__YOUR OBJECTIVE__.
Can you pick out every line in the records below that contains the string "fence" and copy each one? Matches must have the same uppercase and lowercase letters.
** start INFORMATION SHOWN **
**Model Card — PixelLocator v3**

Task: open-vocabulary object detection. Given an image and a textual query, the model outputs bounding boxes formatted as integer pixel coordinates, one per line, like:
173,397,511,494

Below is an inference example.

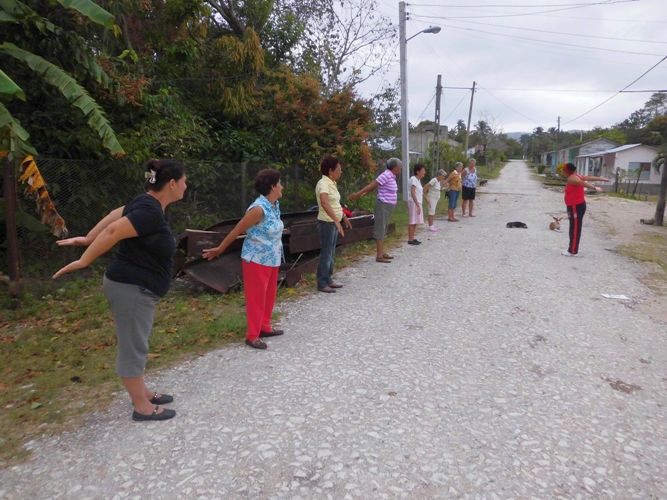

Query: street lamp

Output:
398,2,442,201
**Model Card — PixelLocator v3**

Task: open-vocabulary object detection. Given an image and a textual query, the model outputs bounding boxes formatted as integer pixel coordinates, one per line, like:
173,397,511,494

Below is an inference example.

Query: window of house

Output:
628,161,651,181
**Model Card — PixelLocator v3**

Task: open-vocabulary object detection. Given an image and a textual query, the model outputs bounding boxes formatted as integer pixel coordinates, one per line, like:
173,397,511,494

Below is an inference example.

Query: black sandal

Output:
148,392,174,405
259,328,285,337
245,338,269,349
132,405,176,422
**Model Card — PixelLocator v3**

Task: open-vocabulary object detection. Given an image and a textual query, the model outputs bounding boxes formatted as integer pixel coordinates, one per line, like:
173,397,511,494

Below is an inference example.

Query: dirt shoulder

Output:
587,195,667,323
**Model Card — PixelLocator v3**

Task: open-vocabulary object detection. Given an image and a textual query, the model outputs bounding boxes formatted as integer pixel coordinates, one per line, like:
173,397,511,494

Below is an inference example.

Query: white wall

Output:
612,146,660,184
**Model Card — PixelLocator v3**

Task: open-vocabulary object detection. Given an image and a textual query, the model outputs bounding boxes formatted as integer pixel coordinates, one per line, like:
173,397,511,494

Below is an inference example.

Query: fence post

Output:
241,161,248,217
2,158,21,307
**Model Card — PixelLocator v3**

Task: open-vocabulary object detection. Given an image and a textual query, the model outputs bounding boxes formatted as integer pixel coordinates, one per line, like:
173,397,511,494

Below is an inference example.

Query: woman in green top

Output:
315,156,352,293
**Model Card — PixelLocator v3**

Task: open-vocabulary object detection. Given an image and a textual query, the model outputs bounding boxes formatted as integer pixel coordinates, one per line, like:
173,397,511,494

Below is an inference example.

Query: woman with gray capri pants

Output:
349,158,403,264
53,160,187,421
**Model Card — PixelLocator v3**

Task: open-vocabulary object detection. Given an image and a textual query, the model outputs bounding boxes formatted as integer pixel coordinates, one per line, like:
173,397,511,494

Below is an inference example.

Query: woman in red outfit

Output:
562,163,609,257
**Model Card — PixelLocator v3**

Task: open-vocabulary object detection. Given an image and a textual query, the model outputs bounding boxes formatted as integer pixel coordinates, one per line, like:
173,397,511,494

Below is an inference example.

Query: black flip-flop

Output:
149,392,174,405
259,328,285,337
132,405,176,422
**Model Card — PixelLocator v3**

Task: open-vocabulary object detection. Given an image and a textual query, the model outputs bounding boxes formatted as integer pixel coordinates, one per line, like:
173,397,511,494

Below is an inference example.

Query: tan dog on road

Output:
549,216,565,231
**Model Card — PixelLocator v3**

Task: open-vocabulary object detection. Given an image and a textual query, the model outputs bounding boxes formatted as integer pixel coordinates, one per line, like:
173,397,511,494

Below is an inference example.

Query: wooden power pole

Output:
463,82,477,160
431,75,442,177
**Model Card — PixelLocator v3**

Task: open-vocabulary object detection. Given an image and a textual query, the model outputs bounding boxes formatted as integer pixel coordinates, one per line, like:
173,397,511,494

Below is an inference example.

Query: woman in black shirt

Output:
53,160,187,420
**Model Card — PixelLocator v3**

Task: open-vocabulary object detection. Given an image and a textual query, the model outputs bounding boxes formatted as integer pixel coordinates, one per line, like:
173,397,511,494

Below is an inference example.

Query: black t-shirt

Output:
106,194,176,297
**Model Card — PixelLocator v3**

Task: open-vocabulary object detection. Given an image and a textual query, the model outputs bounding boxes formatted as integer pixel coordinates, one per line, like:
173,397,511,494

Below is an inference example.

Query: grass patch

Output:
477,162,505,179
0,269,250,463
604,191,658,203
0,196,418,466
618,231,667,276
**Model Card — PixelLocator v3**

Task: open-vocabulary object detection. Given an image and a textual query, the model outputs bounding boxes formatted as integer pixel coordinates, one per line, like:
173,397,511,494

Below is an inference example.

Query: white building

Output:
577,144,660,193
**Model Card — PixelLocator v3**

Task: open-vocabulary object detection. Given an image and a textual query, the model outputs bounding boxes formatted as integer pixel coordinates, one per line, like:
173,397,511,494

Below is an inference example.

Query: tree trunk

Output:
2,158,21,307
654,161,667,226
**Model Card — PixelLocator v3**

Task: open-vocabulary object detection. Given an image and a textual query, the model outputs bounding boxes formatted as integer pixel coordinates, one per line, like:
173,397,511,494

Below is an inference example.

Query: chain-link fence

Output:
0,158,384,278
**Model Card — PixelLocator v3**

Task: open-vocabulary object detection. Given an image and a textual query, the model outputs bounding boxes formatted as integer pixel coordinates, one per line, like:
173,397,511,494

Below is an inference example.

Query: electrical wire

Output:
563,56,667,125
412,21,662,56
442,87,470,122
478,85,539,125
417,94,435,120
409,0,639,9
442,87,667,94
410,0,620,19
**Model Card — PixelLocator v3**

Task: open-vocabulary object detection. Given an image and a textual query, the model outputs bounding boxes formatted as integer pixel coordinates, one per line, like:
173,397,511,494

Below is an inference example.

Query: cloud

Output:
360,0,667,132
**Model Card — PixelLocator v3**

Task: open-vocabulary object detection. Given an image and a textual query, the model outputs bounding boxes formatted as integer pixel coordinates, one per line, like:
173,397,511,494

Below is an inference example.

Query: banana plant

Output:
0,0,125,163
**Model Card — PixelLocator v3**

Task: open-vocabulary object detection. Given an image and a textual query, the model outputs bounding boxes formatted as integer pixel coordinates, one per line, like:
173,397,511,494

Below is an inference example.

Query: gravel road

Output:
0,162,667,499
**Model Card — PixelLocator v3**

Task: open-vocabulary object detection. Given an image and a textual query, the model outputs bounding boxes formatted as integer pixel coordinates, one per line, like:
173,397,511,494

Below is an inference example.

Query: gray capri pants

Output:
102,276,160,378
373,199,396,240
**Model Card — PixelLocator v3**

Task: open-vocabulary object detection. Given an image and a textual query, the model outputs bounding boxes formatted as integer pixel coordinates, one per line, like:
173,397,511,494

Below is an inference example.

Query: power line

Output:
408,0,636,19
410,21,662,56
438,16,667,45
410,0,639,9
563,56,667,125
417,94,435,120
442,87,667,94
479,85,539,125
442,87,470,122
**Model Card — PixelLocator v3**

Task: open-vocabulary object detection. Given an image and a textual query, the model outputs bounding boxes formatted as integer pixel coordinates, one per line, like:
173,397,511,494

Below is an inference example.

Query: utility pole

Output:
463,82,477,160
398,2,410,201
554,116,560,172
0,158,21,302
431,75,442,177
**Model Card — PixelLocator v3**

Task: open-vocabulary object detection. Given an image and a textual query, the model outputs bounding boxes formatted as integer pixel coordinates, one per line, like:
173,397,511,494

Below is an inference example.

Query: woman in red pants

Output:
562,163,609,257
202,168,284,349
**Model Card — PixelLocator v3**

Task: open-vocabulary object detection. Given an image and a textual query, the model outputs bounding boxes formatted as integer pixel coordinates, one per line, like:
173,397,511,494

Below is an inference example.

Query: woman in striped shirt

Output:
349,158,403,264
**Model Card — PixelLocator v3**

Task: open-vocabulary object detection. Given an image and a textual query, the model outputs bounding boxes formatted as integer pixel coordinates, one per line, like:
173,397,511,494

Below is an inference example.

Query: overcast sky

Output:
360,0,667,132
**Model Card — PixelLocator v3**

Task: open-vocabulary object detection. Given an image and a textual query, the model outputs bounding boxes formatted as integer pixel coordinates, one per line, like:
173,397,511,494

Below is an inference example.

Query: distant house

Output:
577,144,660,193
409,125,461,159
540,137,618,173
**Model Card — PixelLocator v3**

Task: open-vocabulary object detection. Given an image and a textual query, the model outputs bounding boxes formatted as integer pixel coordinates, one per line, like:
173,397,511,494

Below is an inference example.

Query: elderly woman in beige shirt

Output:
315,156,352,293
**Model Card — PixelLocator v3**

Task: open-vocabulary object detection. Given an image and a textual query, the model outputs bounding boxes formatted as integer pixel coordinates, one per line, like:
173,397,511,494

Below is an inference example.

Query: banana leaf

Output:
0,69,25,101
0,42,125,156
58,0,116,28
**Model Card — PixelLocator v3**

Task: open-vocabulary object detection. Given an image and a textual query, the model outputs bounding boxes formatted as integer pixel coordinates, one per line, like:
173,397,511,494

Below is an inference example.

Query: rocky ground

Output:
0,162,667,499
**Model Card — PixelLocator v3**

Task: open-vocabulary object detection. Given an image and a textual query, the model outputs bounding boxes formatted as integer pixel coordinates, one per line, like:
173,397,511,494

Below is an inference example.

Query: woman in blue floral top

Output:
203,168,284,349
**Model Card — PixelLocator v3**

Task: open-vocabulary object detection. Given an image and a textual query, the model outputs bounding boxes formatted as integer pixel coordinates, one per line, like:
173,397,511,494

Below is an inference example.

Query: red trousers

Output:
241,259,279,341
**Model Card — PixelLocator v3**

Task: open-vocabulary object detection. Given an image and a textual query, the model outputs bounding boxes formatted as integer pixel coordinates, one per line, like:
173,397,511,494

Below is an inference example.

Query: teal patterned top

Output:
241,195,283,267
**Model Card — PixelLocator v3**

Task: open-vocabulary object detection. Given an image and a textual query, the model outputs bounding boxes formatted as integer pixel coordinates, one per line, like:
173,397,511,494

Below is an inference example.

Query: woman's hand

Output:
52,260,86,280
56,236,88,247
201,247,222,260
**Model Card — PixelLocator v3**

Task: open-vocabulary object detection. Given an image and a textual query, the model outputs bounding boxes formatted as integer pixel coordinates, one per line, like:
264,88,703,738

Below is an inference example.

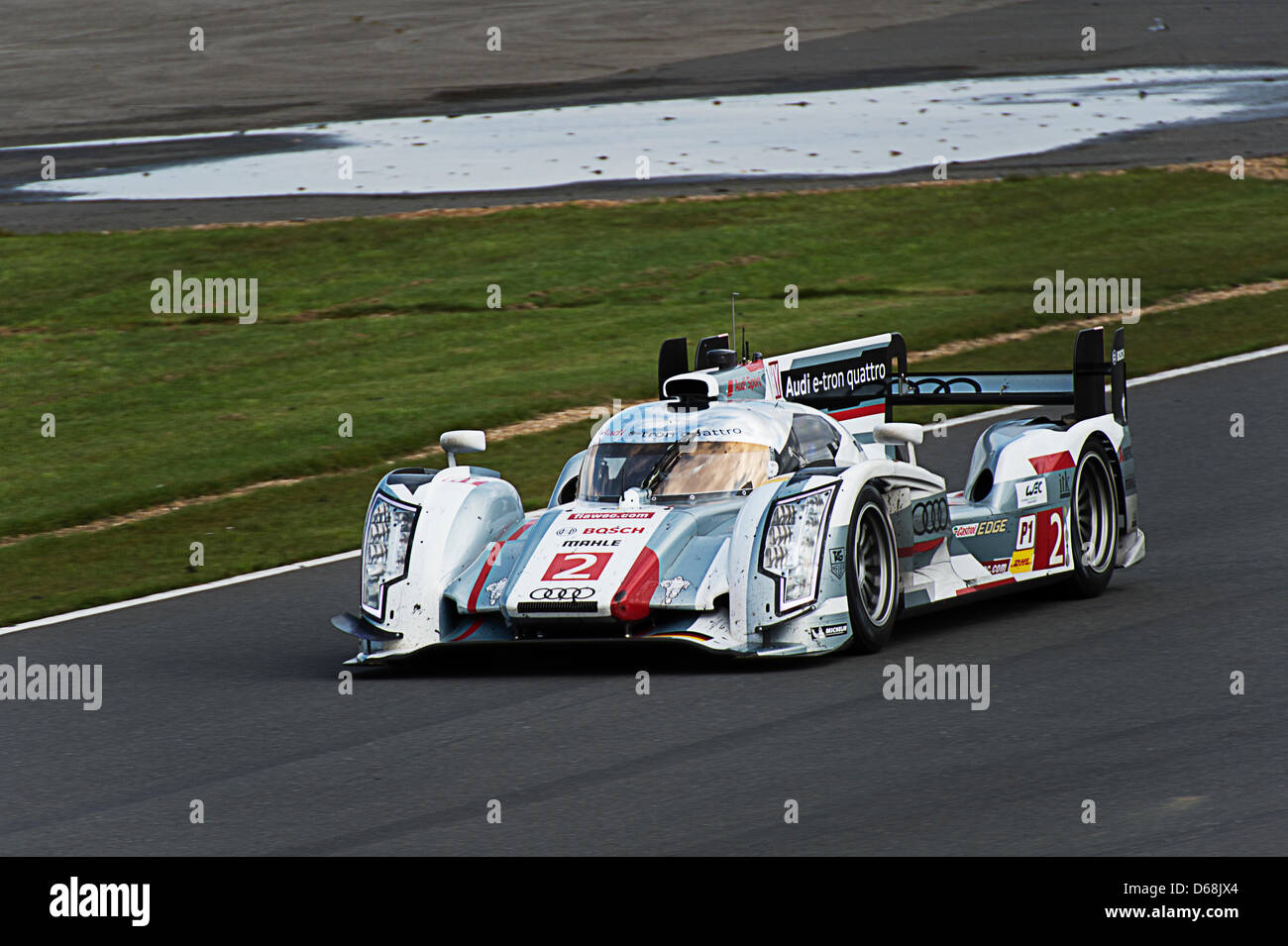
** end INFORMATION SHOWN **
__TASK ANSWER__.
Query: fence post
Query: chain-link fence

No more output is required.